-- begin Data provided --
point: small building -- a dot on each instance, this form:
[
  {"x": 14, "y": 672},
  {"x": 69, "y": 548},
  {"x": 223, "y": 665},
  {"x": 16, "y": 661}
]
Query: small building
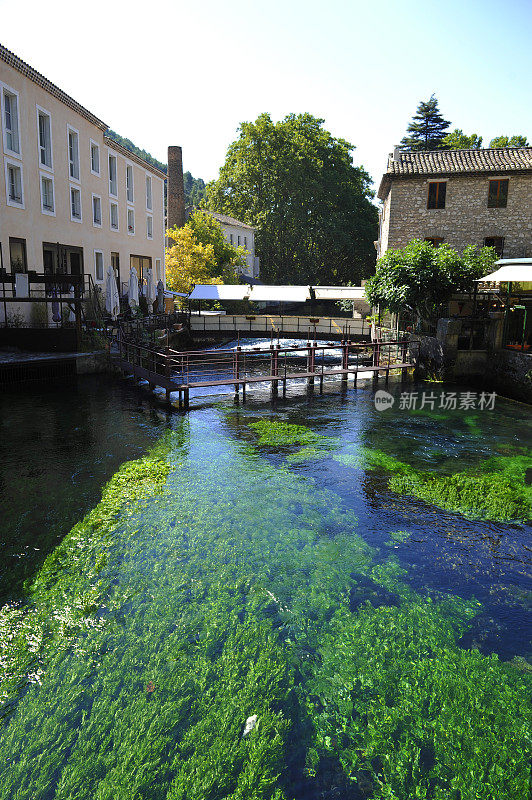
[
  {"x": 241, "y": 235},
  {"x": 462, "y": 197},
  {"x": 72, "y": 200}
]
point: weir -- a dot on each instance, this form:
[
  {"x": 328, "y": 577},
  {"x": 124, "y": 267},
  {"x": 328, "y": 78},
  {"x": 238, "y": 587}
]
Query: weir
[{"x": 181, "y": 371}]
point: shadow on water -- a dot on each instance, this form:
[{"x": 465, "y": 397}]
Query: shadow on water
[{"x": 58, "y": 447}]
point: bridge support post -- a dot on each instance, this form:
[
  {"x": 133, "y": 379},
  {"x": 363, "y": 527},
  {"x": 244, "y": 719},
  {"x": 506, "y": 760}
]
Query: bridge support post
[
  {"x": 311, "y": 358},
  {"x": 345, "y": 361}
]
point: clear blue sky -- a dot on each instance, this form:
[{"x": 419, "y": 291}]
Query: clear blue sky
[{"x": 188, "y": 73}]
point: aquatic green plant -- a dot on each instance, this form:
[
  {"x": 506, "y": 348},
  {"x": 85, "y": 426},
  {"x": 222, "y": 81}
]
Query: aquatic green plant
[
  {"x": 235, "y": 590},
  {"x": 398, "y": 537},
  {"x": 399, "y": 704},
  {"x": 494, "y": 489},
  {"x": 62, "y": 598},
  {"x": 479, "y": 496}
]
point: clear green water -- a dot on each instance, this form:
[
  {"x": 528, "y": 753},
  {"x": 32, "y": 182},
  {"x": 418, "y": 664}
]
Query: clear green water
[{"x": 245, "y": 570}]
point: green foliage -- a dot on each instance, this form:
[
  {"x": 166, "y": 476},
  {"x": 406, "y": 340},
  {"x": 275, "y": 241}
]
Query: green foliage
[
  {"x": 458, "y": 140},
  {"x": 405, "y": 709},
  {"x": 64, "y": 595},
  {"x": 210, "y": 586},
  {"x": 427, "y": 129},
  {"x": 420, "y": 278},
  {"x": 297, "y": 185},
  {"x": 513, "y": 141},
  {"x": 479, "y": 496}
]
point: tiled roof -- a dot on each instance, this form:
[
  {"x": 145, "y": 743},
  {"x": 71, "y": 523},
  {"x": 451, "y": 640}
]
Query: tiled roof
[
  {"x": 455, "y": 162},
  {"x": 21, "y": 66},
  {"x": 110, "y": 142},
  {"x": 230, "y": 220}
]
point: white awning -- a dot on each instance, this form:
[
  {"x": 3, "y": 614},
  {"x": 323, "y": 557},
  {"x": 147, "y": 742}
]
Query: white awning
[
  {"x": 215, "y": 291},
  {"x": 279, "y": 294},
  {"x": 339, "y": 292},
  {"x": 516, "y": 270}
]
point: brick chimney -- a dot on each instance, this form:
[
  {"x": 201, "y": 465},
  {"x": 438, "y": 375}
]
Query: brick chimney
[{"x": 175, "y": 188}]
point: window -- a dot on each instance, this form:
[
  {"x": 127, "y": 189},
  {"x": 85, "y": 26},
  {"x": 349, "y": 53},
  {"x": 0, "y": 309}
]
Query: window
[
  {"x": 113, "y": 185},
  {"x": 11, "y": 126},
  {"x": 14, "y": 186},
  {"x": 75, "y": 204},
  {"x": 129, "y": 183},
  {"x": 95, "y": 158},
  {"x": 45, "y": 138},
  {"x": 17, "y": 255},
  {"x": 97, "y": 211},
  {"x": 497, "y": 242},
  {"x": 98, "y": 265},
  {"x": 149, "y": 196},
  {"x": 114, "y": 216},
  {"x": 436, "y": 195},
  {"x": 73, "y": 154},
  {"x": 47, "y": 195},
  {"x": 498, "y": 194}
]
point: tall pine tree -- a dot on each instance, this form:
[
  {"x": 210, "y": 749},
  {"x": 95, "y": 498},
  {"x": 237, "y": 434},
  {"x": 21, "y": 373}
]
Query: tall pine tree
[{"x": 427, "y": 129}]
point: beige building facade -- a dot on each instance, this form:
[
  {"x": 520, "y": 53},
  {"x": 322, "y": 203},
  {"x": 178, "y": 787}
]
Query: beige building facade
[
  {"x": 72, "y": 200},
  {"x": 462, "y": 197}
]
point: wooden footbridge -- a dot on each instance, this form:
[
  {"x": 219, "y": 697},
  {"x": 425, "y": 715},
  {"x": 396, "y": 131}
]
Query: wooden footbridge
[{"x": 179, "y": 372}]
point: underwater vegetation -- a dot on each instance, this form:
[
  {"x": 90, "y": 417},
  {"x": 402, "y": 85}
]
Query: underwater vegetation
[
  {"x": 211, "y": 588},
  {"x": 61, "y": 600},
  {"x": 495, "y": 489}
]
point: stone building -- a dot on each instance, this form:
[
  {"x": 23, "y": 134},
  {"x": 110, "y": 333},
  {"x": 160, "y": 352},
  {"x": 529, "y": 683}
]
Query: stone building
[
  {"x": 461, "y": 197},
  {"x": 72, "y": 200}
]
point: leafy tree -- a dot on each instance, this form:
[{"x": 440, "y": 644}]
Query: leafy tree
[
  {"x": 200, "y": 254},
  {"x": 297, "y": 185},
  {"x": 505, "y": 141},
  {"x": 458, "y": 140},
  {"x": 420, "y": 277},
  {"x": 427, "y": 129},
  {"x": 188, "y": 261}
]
-- end Data provided --
-- begin Data provided --
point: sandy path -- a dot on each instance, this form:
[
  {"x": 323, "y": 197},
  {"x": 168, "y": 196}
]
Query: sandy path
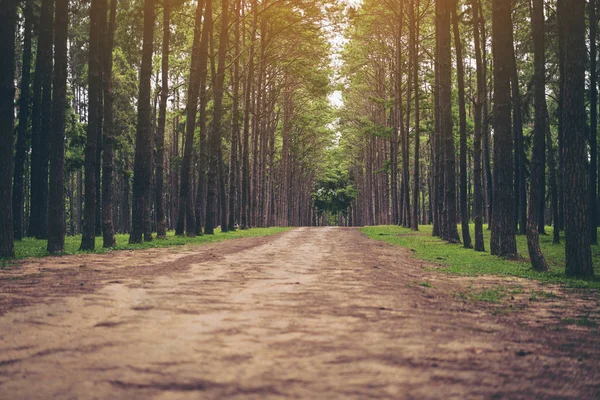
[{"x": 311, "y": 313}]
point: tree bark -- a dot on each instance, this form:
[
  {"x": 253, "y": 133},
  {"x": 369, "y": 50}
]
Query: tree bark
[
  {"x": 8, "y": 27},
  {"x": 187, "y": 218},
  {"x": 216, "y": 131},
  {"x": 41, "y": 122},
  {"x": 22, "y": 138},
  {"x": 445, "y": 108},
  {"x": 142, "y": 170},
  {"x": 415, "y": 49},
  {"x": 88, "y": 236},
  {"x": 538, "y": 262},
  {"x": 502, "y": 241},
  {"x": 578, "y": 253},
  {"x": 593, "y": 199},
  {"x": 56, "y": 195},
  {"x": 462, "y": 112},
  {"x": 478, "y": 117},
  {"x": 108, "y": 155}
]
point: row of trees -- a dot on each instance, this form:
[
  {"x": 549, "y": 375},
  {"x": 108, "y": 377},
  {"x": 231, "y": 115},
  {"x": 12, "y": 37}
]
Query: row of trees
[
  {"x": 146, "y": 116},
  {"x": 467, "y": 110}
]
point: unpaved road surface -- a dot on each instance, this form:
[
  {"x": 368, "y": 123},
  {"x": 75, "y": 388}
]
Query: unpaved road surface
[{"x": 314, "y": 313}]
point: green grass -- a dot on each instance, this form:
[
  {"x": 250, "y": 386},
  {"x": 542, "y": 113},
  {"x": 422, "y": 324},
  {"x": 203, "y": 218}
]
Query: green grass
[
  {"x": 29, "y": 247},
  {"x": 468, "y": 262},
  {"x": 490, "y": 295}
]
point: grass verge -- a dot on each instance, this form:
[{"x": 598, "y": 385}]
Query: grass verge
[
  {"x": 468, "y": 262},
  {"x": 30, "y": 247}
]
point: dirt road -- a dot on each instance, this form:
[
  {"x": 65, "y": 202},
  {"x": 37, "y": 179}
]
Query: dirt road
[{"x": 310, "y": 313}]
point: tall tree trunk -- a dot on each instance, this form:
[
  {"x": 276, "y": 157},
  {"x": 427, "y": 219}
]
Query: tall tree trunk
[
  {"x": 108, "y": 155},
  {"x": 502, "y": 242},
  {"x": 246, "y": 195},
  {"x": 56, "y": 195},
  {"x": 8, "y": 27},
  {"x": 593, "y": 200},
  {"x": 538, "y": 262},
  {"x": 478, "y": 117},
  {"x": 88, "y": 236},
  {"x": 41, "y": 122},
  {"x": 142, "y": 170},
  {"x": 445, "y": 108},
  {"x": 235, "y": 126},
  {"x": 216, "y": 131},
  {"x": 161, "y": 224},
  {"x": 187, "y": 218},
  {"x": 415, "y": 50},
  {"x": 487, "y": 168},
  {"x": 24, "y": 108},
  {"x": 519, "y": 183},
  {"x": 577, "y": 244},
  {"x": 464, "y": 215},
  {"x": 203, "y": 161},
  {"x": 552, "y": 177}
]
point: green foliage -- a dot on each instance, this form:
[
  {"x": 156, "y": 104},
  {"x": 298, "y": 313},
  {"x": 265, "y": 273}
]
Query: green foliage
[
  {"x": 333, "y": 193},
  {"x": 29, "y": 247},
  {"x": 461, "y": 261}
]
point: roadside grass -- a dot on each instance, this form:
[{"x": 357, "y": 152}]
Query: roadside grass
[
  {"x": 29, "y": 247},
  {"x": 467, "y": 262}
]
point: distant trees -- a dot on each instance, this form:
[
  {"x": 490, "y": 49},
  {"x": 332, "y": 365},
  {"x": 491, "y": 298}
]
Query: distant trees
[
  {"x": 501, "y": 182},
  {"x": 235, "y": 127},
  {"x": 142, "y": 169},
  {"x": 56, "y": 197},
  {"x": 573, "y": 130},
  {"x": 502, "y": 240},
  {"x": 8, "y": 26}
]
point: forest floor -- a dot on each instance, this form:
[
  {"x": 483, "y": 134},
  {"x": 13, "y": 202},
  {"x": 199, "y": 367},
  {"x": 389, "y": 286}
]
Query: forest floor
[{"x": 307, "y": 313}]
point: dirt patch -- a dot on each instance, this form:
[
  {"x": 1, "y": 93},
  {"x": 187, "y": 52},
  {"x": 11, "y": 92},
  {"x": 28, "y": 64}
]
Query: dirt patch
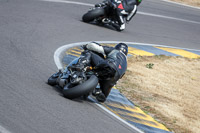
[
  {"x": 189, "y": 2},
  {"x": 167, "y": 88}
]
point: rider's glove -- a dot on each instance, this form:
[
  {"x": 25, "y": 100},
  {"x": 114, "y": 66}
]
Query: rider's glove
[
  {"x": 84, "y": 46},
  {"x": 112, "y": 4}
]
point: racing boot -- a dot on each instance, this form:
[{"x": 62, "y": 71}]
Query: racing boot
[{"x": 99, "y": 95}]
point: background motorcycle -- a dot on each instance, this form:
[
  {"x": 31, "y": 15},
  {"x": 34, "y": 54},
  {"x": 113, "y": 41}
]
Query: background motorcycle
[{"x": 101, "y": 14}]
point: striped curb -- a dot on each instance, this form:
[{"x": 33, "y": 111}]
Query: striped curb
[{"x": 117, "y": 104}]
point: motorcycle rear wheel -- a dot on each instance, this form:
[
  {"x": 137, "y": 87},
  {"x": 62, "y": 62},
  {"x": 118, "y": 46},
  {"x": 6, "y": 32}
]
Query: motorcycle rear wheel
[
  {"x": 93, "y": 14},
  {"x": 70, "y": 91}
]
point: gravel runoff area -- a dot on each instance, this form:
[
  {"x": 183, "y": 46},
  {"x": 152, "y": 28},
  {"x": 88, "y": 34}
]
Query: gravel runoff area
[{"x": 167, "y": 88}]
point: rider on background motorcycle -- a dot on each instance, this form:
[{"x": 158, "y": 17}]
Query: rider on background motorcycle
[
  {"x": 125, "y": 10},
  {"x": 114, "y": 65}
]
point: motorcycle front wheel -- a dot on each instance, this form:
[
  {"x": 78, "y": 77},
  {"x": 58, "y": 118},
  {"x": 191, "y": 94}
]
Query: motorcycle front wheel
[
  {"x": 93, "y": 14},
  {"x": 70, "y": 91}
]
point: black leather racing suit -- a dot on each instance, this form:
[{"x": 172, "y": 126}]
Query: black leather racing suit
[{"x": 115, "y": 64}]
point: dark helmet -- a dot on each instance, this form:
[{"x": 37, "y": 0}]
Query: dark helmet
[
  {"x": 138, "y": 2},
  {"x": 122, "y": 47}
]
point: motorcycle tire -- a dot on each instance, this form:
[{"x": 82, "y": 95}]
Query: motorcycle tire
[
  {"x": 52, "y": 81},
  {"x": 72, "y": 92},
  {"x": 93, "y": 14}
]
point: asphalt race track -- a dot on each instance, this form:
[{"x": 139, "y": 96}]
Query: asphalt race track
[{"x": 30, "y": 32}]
-- end Data provided --
Goal:
Pick out every line of the records above that holds the word "aquatic", and copy each one. Case counts.

Response:
point: aquatic green plant -- a dot on each instance, this form:
Query: aquatic green plant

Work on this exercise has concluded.